EXERCISE: Where a line in the records below includes "mark", pull that line out.

THE DATA:
#####

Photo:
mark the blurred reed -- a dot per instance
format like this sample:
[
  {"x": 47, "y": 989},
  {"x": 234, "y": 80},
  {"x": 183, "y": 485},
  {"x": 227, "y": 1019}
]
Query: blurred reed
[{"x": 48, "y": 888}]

#####

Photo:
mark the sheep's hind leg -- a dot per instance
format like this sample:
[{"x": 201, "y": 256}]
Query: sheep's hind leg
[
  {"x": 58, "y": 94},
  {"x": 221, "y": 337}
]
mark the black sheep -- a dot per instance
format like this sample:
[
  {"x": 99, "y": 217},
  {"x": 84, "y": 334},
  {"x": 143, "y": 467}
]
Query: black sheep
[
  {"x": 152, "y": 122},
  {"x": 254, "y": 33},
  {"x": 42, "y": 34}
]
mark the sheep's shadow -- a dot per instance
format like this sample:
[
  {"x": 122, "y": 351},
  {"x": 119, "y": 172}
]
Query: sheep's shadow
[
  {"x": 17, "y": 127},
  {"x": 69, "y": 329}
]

#####

REPLY:
mark the blurred reed -- a dot per instance
mark the sheep's hind leg -- a dot per instance
mark the black sheep -- a dot per instance
mark the sheep's shadow -- a dot per instance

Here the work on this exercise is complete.